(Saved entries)
—————

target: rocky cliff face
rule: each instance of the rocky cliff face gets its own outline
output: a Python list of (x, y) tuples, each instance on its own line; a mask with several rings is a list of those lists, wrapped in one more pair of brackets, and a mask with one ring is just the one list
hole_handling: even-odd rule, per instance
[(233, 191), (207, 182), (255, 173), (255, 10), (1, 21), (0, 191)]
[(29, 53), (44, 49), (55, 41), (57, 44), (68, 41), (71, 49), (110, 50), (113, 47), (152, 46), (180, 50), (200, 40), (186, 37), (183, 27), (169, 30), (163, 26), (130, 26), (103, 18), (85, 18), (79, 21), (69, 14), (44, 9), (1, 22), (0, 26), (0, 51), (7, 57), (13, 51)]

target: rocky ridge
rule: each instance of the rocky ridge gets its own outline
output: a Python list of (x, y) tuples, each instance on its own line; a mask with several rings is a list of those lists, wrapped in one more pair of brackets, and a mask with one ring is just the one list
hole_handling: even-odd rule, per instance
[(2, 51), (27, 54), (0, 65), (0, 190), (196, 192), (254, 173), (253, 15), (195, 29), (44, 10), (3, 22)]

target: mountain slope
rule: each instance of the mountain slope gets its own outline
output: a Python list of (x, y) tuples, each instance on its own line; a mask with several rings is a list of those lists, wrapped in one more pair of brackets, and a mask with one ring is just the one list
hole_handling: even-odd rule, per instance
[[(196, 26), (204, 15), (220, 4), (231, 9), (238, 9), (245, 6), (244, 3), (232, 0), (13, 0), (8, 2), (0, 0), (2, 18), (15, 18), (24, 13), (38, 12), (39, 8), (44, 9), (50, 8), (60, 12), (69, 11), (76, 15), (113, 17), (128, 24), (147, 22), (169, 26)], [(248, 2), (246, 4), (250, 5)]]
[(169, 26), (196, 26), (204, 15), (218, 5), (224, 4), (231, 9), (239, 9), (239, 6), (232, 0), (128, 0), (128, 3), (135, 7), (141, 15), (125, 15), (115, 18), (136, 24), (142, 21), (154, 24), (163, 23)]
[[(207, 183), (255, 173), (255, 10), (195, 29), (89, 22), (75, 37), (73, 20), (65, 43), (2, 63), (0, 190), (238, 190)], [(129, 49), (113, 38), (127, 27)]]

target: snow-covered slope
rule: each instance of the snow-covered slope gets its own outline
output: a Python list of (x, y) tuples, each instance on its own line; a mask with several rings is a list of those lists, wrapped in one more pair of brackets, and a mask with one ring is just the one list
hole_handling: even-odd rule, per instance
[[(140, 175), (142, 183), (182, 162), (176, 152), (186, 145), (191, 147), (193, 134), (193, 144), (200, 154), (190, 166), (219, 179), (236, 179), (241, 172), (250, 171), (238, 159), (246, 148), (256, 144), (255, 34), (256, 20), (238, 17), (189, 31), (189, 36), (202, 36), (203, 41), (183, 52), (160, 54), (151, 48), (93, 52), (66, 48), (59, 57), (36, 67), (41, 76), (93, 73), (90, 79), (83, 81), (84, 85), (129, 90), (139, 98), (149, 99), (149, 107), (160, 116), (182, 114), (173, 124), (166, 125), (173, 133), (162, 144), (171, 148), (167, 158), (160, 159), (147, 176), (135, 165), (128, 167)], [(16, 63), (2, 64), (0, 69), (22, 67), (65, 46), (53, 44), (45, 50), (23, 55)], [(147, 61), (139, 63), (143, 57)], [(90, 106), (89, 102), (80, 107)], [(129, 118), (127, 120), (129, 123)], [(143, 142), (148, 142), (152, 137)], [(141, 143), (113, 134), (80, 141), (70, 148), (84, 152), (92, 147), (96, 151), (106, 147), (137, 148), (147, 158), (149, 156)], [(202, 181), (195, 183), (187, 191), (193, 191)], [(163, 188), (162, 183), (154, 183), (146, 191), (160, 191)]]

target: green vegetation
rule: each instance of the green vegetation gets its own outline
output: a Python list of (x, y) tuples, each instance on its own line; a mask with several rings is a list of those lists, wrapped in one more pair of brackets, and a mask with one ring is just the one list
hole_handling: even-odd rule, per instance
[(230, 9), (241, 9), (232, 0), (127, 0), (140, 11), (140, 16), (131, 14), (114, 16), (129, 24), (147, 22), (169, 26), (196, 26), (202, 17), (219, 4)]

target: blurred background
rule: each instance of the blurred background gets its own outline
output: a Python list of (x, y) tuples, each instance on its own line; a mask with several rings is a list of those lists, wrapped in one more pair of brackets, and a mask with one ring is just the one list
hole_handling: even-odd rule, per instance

—————

§ **TASK TO CARRY OUT**
Write out the listing once more, matching it exactly.

§ **CORRECT OUTPUT**
target: rocky cliff face
rule: each instance of the rocky cliff face gets its own outline
output: a Python list of (x, y) tuples, each instance on its own line; a mask with several rings is a list of those lists, wrapped in one more pair of brackets, and a mask with one ring is just the one list
hole_handling: even-odd rule, per instance
[(233, 191), (207, 182), (255, 173), (255, 10), (1, 21), (0, 191)]
[(29, 53), (44, 49), (55, 41), (57, 44), (68, 41), (71, 49), (110, 50), (113, 47), (152, 46), (180, 50), (200, 40), (186, 37), (183, 27), (169, 30), (163, 26), (130, 26), (103, 18), (85, 18), (79, 21), (69, 14), (44, 9), (1, 22), (0, 26), (0, 51), (7, 57), (13, 51)]

target: rocky ridge
rule: each instance of the rocky ridge gets its own outline
output: a Python list of (x, y) tuples, each instance on its own line; a mask with several rings is a list of those lists, wrapped in one more pair of brackets, and a mask with one ring is just the one list
hole_handling: even-odd rule, per instance
[(2, 51), (27, 54), (0, 65), (0, 190), (196, 192), (254, 173), (253, 15), (195, 29), (44, 10), (3, 22)]

target: mountain slope
rule: each instance of the mountain slope gets its own outline
output: a Python list of (x, y) tuples, each instance on its own line; a mask with several rings is a list of those lists, wrapped in one more pair of brackets, and a mask with one ring is just the one list
hole_handling: even-odd rule, per instance
[[(196, 26), (204, 15), (220, 4), (231, 9), (238, 9), (245, 6), (244, 3), (232, 0), (13, 0), (8, 2), (0, 0), (2, 18), (15, 18), (24, 13), (38, 12), (39, 8), (44, 9), (50, 8), (60, 12), (69, 11), (76, 15), (113, 17), (128, 24), (147, 22), (169, 26)], [(248, 2), (246, 4), (250, 5)]]
[(169, 26), (196, 26), (204, 15), (218, 5), (224, 4), (231, 9), (239, 9), (239, 6), (232, 0), (128, 0), (128, 3), (135, 7), (141, 15), (125, 15), (115, 18), (136, 24), (142, 21), (154, 24), (163, 23)]
[[(207, 183), (255, 173), (255, 10), (195, 29), (89, 22), (75, 37), (73, 20), (65, 43), (2, 63), (0, 190), (238, 190)], [(129, 49), (113, 38), (127, 27)]]

target: snow-covered slope
rule: each instance of the snow-covered slope gets its own outline
output: a Python list of (x, y) tuples, each instance on its own line; a mask with several rings is a list of those lists, wrapped in one more pair of brackets, and a mask with one ring is just the one list
hole_handling: even-odd rule, per instance
[[(140, 175), (142, 183), (182, 162), (176, 152), (186, 145), (191, 147), (193, 134), (193, 144), (200, 154), (190, 166), (219, 179), (236, 179), (241, 172), (250, 171), (238, 159), (246, 148), (256, 144), (255, 34), (256, 20), (238, 17), (189, 31), (189, 36), (202, 36), (203, 41), (183, 52), (160, 54), (151, 48), (93, 52), (66, 48), (59, 57), (36, 67), (41, 76), (93, 73), (90, 79), (83, 81), (84, 85), (129, 90), (139, 98), (149, 99), (149, 107), (160, 116), (182, 114), (173, 124), (166, 125), (173, 133), (162, 144), (171, 148), (167, 158), (160, 159), (147, 176), (135, 165), (128, 167)], [(16, 63), (2, 64), (0, 69), (22, 67), (65, 46), (53, 44), (45, 50), (23, 55)], [(147, 61), (139, 63), (143, 57)], [(90, 106), (89, 102), (80, 107)], [(129, 118), (127, 120), (129, 123)], [(143, 142), (148, 142), (152, 137)], [(141, 143), (113, 134), (80, 141), (70, 148), (84, 152), (92, 147), (96, 151), (106, 147), (137, 148), (147, 158), (149, 156)], [(202, 181), (195, 183), (187, 191), (193, 191)], [(163, 188), (162, 183), (154, 183), (146, 191), (160, 191)]]

target: green vegetation
rule: each instance of the green vegetation gets its own outline
output: a Python list of (x, y) tuples, each instance on its own line; a mask with several rings is a list of those lists, wrapped in one more pair of brackets, and a mask with one ring is just the one list
hole_handling: even-odd rule, per instance
[(230, 9), (241, 9), (232, 0), (127, 0), (140, 11), (140, 16), (131, 14), (114, 16), (129, 24), (147, 22), (169, 26), (196, 26), (202, 17), (219, 4)]

target: blurred background
rule: each instance of the blurred background gets its own outline
output: a Python list of (x, y) tuples, each instance on its own line; a mask with several rings is a list of those lists, wrapped in one more pair of brackets, and a mask with one ring is just the one list
hole_handling: even-odd rule, per instance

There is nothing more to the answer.